As 2023 Tiny Desk Contest launches, NPR's Bob Boilen and Bobby Carter reflect on nine years of music discovery

Charlotte's Anthony Hamilton (center) performing at NPR's Tiny Desk.
NPR
Charlotte's Anthony Hamilton performing at NPR's Tiny Desk.

From Fantastic Negrito and Tank and the Bangas to last year’s winner Alisa Amador, NPR’s Tiny Desk contest has elevated hundreds of musicians to new heights and connected thousands with new fans. The contest is back, and WFAE’s Program Director Eric Teel caught up with Tiny Desk creator Bob Boilen and contest judge Bobby Carter to talk about this year’s event and Charlotte’s musical persona.

Eric Teel: Bob Boilen, Bobby Carter … guys, nine years into this contest. What has been the biggest surprise for each of you?

Bob Boilen: Bobby, do you want to go first?

Bobby Carter: Well, it’s not so much a surprise but just a delight to see where the contest has gone, how it’s grown. We get thousands of entries every year so people are still excited to get their entries out there. Looking at our past eight winners, just looking at the wide, the range spans, you know? So it’s not so much a surprise, but just a delight that people are still very excited about the contest.

### Supplied data:
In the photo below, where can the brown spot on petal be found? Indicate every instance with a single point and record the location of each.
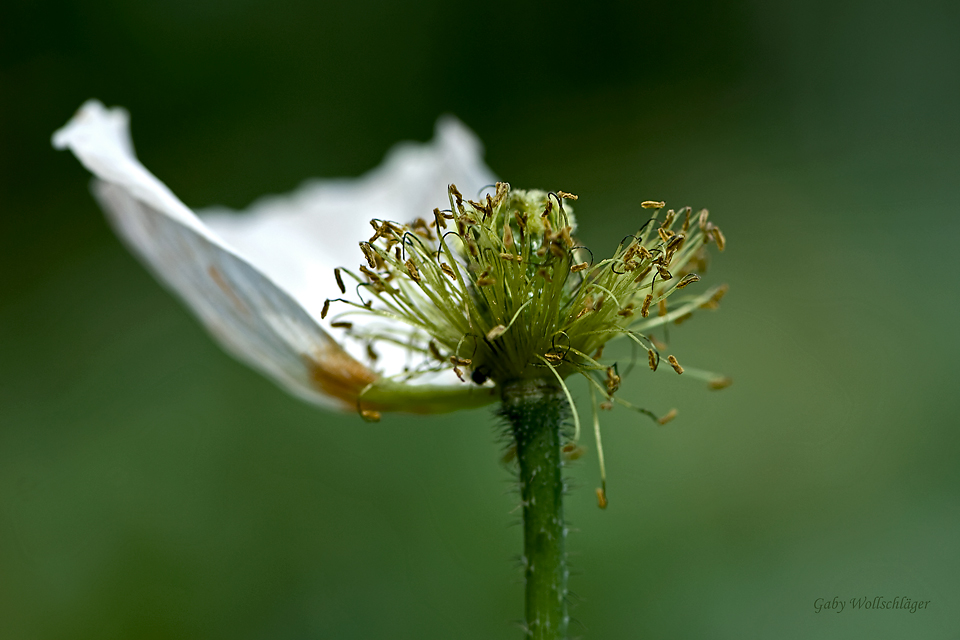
(333, 372)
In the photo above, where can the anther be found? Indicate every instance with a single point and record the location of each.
(673, 363)
(720, 383)
(643, 274)
(572, 451)
(496, 332)
(412, 270)
(369, 254)
(719, 237)
(670, 415)
(690, 278)
(676, 242)
(369, 415)
(439, 220)
(645, 309)
(613, 381)
(601, 498)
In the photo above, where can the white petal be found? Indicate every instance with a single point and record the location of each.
(298, 239)
(247, 313)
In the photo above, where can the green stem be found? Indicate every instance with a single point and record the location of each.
(536, 410)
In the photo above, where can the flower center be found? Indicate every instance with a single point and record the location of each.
(500, 289)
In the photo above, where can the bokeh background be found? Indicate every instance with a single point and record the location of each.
(151, 487)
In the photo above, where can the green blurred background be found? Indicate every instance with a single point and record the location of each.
(151, 487)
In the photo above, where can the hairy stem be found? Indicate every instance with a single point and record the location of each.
(536, 411)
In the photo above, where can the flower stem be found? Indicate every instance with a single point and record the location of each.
(536, 411)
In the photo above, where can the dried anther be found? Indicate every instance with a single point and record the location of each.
(673, 363)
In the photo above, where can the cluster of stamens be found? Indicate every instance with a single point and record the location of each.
(499, 290)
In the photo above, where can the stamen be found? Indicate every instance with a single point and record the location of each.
(673, 363)
(670, 415)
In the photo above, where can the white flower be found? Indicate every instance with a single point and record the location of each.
(258, 280)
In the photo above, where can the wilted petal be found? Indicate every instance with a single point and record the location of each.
(298, 239)
(247, 313)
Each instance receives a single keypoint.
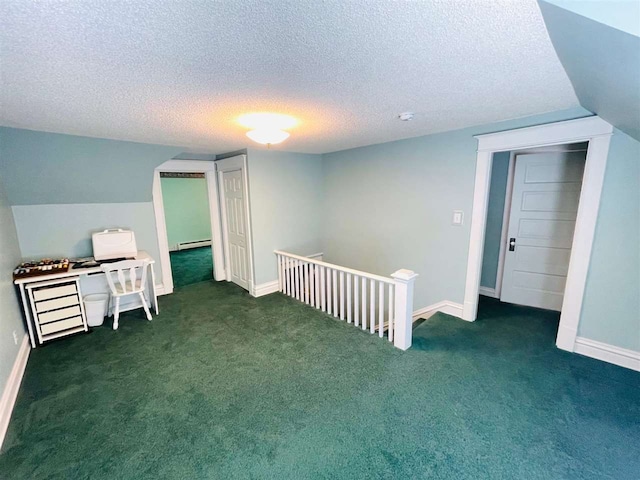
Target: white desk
(71, 275)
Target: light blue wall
(186, 209)
(389, 206)
(10, 315)
(76, 185)
(611, 307)
(49, 168)
(65, 230)
(285, 191)
(495, 212)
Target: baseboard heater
(194, 244)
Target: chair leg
(116, 313)
(145, 306)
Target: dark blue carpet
(191, 266)
(221, 385)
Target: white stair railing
(371, 302)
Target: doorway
(597, 133)
(217, 210)
(188, 220)
(531, 215)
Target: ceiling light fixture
(267, 128)
(406, 116)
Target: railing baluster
(316, 281)
(335, 293)
(312, 299)
(364, 303)
(372, 316)
(329, 292)
(341, 295)
(356, 305)
(322, 290)
(391, 306)
(297, 270)
(348, 298)
(380, 309)
(305, 269)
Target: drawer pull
(58, 314)
(54, 327)
(47, 305)
(54, 292)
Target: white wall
(10, 313)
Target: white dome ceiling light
(267, 128)
(406, 116)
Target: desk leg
(27, 313)
(153, 289)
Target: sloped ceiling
(179, 72)
(601, 55)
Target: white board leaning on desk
(37, 302)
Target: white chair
(122, 286)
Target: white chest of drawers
(56, 308)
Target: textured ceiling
(603, 62)
(180, 72)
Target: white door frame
(221, 168)
(591, 129)
(507, 206)
(188, 166)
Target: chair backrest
(117, 273)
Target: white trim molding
(265, 288)
(162, 290)
(11, 389)
(591, 129)
(192, 166)
(446, 306)
(488, 292)
(608, 353)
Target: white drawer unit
(56, 308)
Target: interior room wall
(10, 313)
(611, 306)
(186, 210)
(495, 213)
(64, 187)
(390, 206)
(285, 192)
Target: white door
(544, 205)
(234, 220)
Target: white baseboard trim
(12, 387)
(488, 292)
(608, 353)
(265, 288)
(450, 308)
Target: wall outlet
(458, 217)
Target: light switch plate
(458, 217)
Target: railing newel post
(404, 280)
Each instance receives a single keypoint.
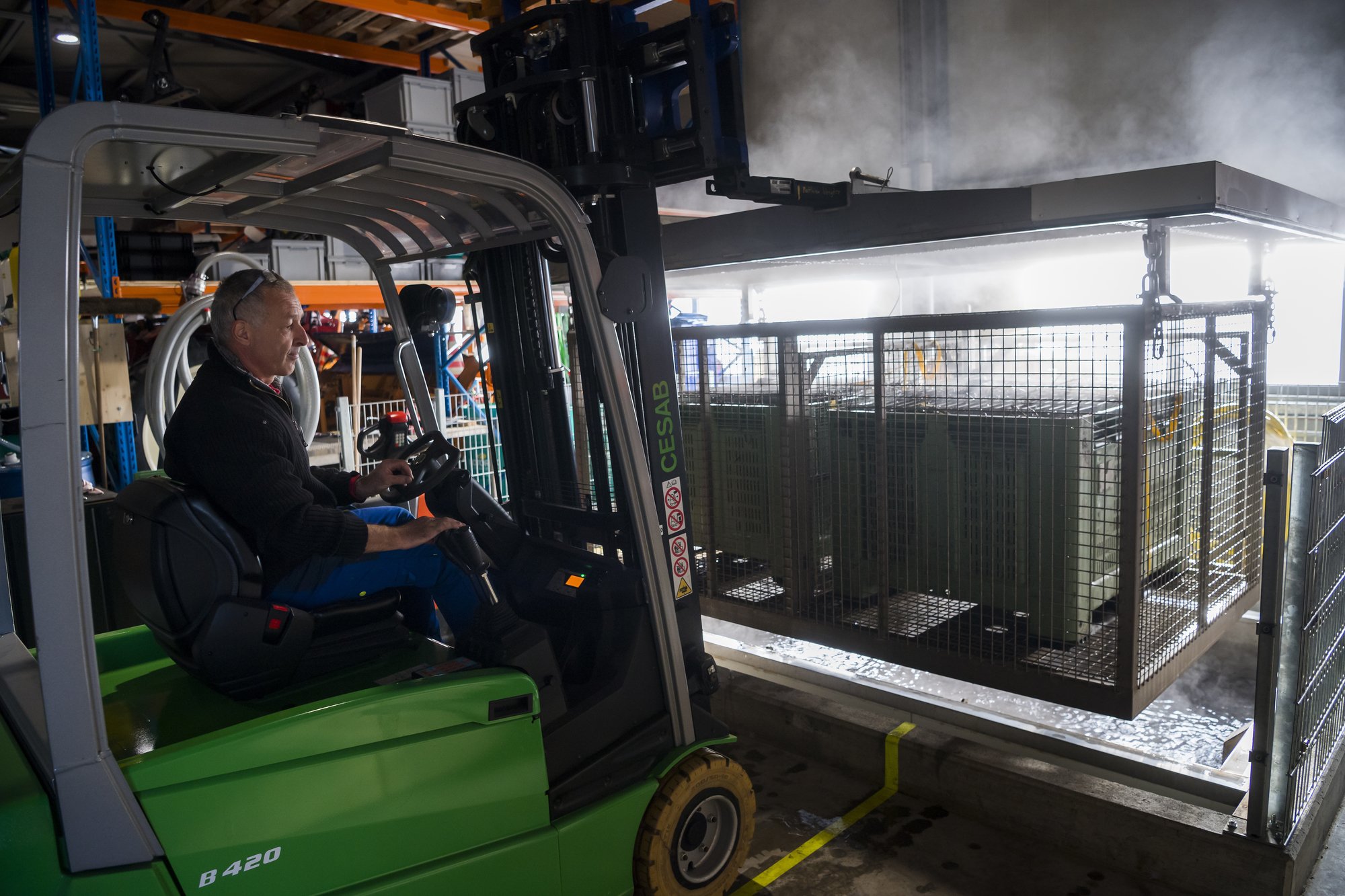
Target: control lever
(497, 635)
(461, 546)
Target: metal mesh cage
(1050, 502)
(1320, 696)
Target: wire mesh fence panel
(732, 430)
(368, 415)
(1204, 448)
(1320, 700)
(949, 491)
(474, 431)
(1301, 408)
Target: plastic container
(11, 477)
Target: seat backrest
(180, 556)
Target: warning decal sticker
(675, 516)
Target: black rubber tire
(703, 775)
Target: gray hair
(239, 298)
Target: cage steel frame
(1048, 502)
(1300, 712)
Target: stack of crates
(1013, 512)
(746, 478)
(423, 106)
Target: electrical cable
(171, 189)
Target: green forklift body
(430, 779)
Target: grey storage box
(439, 132)
(445, 268)
(338, 249)
(423, 103)
(345, 268)
(408, 271)
(299, 259)
(232, 266)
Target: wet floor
(903, 846)
(1188, 724)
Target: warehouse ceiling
(236, 76)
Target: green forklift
(233, 744)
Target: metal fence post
(794, 499)
(1130, 591)
(1293, 598)
(1269, 642)
(880, 481)
(1207, 471)
(708, 537)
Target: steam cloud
(1051, 89)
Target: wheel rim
(707, 838)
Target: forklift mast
(614, 110)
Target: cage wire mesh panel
(949, 491)
(1320, 700)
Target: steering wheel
(432, 459)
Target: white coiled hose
(169, 373)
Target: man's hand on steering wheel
(389, 473)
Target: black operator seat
(197, 585)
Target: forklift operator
(235, 438)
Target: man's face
(270, 338)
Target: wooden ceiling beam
(268, 37)
(415, 11)
(344, 24)
(284, 11)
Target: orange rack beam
(318, 295)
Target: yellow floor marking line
(831, 831)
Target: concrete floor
(903, 846)
(1330, 876)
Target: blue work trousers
(426, 575)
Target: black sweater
(237, 440)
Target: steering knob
(431, 459)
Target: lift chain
(1151, 286)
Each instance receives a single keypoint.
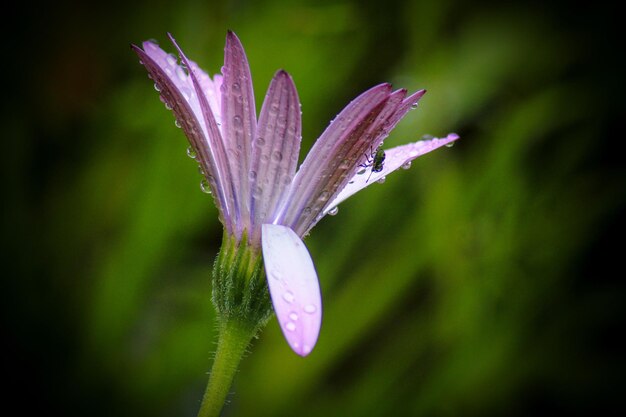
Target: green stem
(234, 338)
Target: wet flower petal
(395, 158)
(331, 156)
(238, 122)
(294, 287)
(213, 158)
(275, 149)
(177, 91)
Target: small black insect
(376, 160)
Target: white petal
(395, 158)
(293, 285)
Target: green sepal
(240, 290)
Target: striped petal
(238, 121)
(275, 150)
(395, 158)
(331, 158)
(293, 286)
(178, 93)
(212, 157)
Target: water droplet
(205, 187)
(288, 296)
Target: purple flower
(251, 168)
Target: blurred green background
(484, 281)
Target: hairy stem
(234, 338)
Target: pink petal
(213, 156)
(293, 286)
(332, 158)
(395, 158)
(238, 120)
(275, 150)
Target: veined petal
(331, 156)
(212, 158)
(238, 121)
(294, 287)
(178, 93)
(395, 158)
(407, 104)
(274, 150)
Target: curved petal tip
(293, 286)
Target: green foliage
(468, 285)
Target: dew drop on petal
(288, 296)
(205, 187)
(277, 156)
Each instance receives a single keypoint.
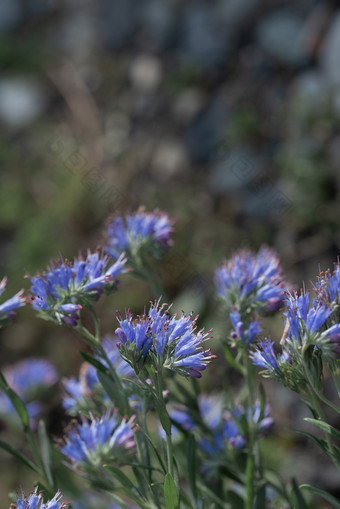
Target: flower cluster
(28, 378)
(163, 340)
(223, 428)
(65, 287)
(85, 393)
(91, 443)
(251, 281)
(7, 308)
(148, 231)
(35, 501)
(327, 287)
(240, 333)
(308, 325)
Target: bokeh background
(224, 113)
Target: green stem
(250, 468)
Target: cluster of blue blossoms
(142, 231)
(7, 308)
(66, 287)
(35, 501)
(162, 340)
(223, 428)
(90, 443)
(250, 284)
(312, 332)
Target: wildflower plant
(146, 374)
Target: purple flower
(306, 324)
(65, 287)
(35, 501)
(245, 335)
(251, 280)
(265, 357)
(143, 230)
(327, 287)
(28, 378)
(7, 308)
(99, 440)
(166, 340)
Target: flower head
(7, 308)
(240, 332)
(251, 280)
(93, 442)
(149, 231)
(327, 287)
(35, 501)
(65, 287)
(164, 340)
(28, 378)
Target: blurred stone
(187, 104)
(330, 53)
(203, 134)
(146, 72)
(234, 12)
(234, 171)
(10, 15)
(21, 101)
(204, 38)
(159, 20)
(119, 20)
(281, 35)
(170, 158)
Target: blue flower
(85, 393)
(306, 323)
(65, 287)
(245, 335)
(28, 378)
(165, 340)
(327, 287)
(249, 279)
(35, 501)
(265, 357)
(99, 440)
(149, 230)
(7, 308)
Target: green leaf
(324, 426)
(322, 494)
(6, 447)
(300, 501)
(170, 492)
(95, 362)
(230, 359)
(120, 476)
(112, 390)
(192, 465)
(163, 416)
(18, 404)
(321, 443)
(262, 397)
(45, 448)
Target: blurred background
(224, 113)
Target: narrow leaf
(45, 448)
(300, 501)
(322, 494)
(170, 492)
(324, 426)
(6, 447)
(192, 465)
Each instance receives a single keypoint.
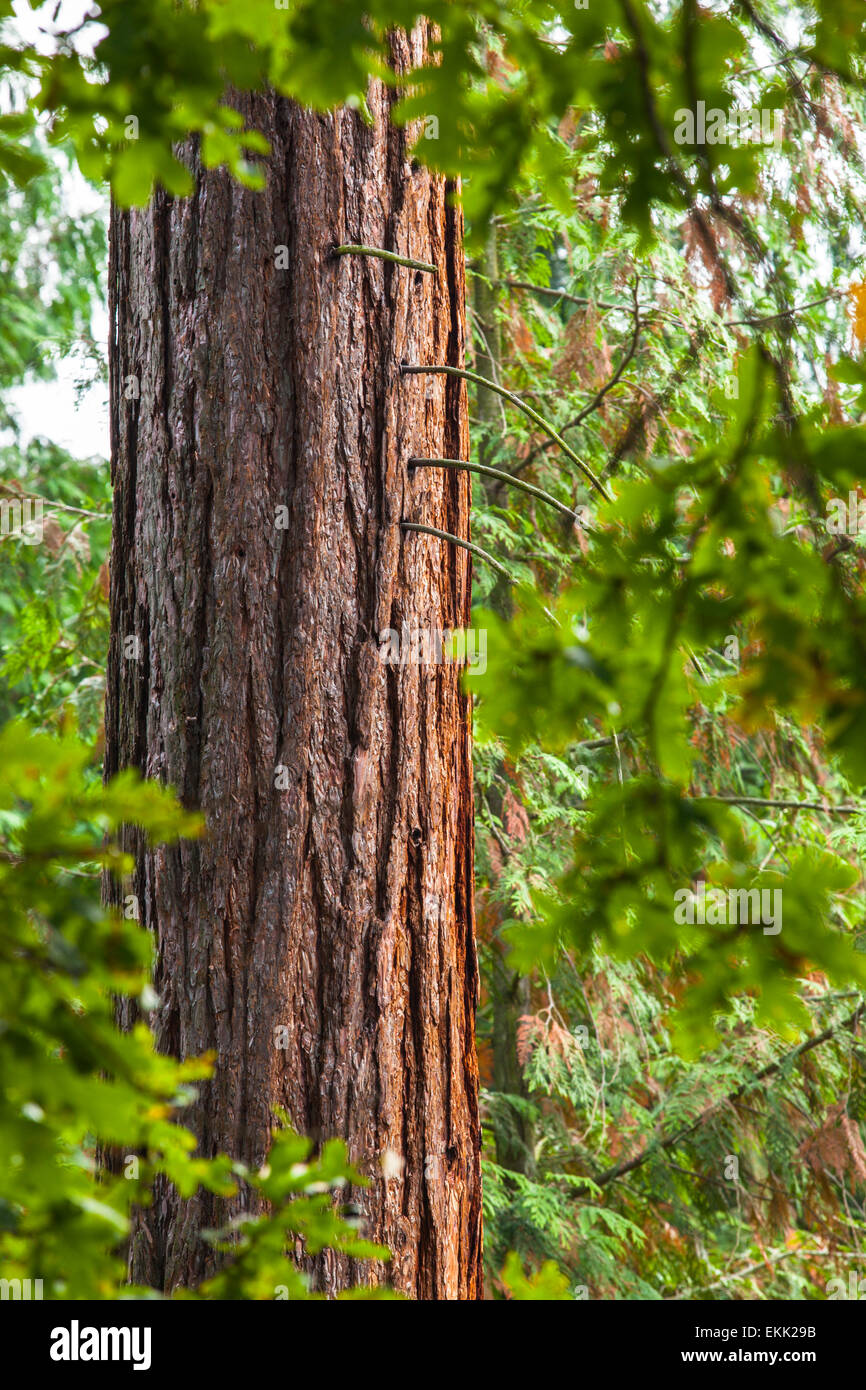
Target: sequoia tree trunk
(320, 937)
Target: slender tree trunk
(320, 938)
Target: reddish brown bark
(339, 908)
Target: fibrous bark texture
(320, 937)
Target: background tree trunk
(320, 937)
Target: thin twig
(388, 256)
(455, 540)
(492, 473)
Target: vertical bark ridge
(339, 906)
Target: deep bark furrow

### Exercise tasks:
1 – Answer these questions using the Tiny Desk Contest interview:
(a) Who was last year's contest winner?
(b) What position does Eric Teel hold at WFAE?
(c) How many past winners does Bobby Carter say they have had?
2 – Output the portion of the Tiny Desk Contest interview starting at "Charlotte's Anthony Hamilton (center)" and ending at "to go first?".
3 – Carry on the Tiny Desk Contest interview from the point where it stops.

### Responses by task:
1 –
(a) Alisa Amador
(b) Program Director
(c) Eight

2 –
Charlotte's Anthony Hamilton (center) performing at NPR's Tiny Desk.
NPR
Charlotte's Anthony Hamilton performing at NPR's Tiny Desk.

From Fantastic Negrito and Tank and the Bangas to last year’s winner Alisa Amador, NPR’s Tiny Desk contest has elevated hundreds of musicians to new heights and connected thousands with new fans. The contest is back, and WFAE’s Program Director Eric Teel caught up with Tiny Desk creator Bob Boilen and contest judge Bobby Carter to talk about this year’s event and Charlotte’s musical persona.

Eric Teel: Bob Boilen, Bobby Carter … guys, nine years into this contest. What has been the biggest surprise for each of you?

Bob Boilen: Bobby, do you want to go first?

3 –
Boilen: And the creative talent in this country is astounding! I mean, there is so much talent out there.

Teel: Even outside of the yearly contest, you are likely listening to hundreds, if not thousands, of songs from hundreds and hundreds of artists. What are you looking for? What is that intangible quality that identifies someone in your ears as a potential star?

Boilen: I like the moment when I go “Whoa! I need to share that with somebody!” and that’s sort of the magic. And look, there’s no right or wrong in those reactions. They’re gut level. I always hope to see and hear those moments.

Carter: I still, after 44 years of listening to music, it just … to know that that can still happen. That music can still pull something out of you in any given moment. That’s what you look for in music.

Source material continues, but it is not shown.